─── Provided material

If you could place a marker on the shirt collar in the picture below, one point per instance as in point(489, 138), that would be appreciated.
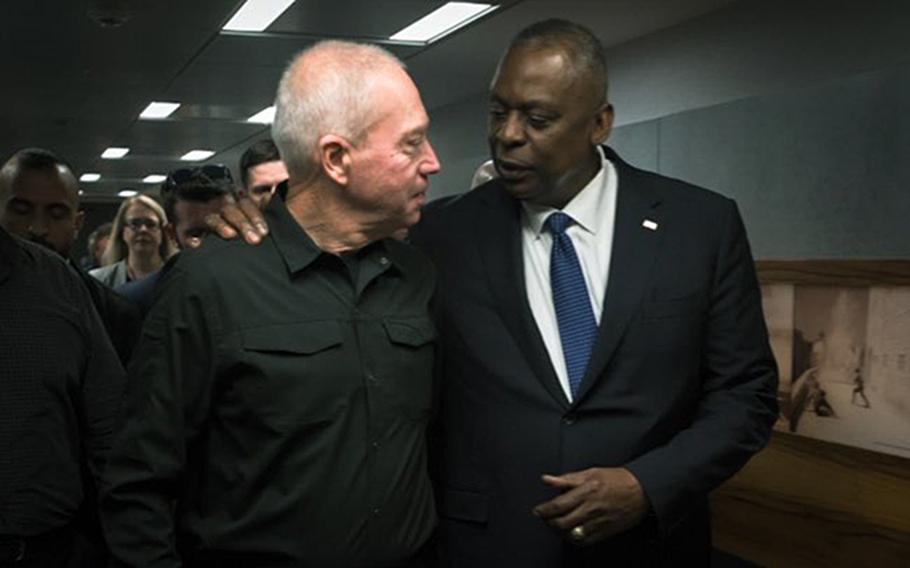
point(9, 252)
point(293, 243)
point(584, 208)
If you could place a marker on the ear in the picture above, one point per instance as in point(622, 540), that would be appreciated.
point(170, 232)
point(603, 124)
point(335, 158)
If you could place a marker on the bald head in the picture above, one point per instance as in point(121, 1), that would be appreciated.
point(577, 44)
point(327, 90)
point(39, 199)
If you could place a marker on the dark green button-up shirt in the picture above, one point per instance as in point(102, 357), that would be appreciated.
point(277, 410)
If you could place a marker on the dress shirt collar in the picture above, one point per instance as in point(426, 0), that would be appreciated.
point(584, 208)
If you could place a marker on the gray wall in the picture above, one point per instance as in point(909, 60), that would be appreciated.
point(796, 109)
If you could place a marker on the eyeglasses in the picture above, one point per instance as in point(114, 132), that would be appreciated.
point(140, 222)
point(210, 172)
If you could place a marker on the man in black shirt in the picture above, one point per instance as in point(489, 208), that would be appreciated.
point(60, 387)
point(39, 202)
point(189, 195)
point(280, 393)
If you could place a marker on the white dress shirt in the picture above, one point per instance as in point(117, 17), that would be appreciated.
point(594, 211)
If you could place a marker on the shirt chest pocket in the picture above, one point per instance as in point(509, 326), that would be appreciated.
point(402, 371)
point(292, 374)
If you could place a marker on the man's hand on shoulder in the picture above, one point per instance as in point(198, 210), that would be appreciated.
point(242, 216)
point(596, 504)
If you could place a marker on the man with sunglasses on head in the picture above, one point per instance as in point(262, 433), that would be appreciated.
point(261, 170)
point(189, 195)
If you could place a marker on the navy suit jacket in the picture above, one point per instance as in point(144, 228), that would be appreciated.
point(681, 387)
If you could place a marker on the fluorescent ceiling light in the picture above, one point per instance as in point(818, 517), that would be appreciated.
point(443, 21)
point(265, 116)
point(157, 110)
point(114, 153)
point(197, 155)
point(256, 15)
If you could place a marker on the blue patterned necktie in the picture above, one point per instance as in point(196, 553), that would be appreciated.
point(574, 314)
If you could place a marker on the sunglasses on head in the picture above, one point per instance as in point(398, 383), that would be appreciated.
point(211, 172)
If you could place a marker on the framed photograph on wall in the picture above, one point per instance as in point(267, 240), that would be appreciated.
point(840, 331)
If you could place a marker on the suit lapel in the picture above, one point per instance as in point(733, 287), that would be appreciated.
point(499, 245)
point(634, 252)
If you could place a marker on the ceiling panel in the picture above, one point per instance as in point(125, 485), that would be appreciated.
point(352, 18)
point(75, 87)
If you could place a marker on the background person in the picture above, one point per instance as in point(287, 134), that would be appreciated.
point(138, 246)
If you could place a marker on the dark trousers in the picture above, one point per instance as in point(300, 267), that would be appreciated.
point(59, 548)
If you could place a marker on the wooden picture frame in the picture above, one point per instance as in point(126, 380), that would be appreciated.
point(840, 331)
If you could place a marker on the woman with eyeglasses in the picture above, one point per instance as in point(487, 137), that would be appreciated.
point(138, 245)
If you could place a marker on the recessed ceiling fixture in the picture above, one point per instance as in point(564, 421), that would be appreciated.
point(265, 116)
point(114, 153)
point(256, 15)
point(443, 21)
point(158, 110)
point(197, 155)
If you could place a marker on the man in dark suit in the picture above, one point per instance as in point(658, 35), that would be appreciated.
point(605, 359)
point(604, 367)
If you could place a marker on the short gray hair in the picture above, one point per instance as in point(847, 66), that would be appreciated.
point(325, 90)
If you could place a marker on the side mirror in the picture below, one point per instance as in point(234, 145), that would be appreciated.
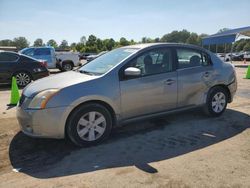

──────

## Exercise instructions
Retype, without any picture, exactly the lines from the one with "If you could place a marker on the short" through the end of the entries, inclusive.

## Response to the exercise
If you could place a marker on the short gray hair in the picture above, one point per instance as in point(847, 66), that would be appreciated.
point(325, 90)
If you could place a marker on the side mirror in the picture below, one point per instance as in point(234, 145), that would be appreciated.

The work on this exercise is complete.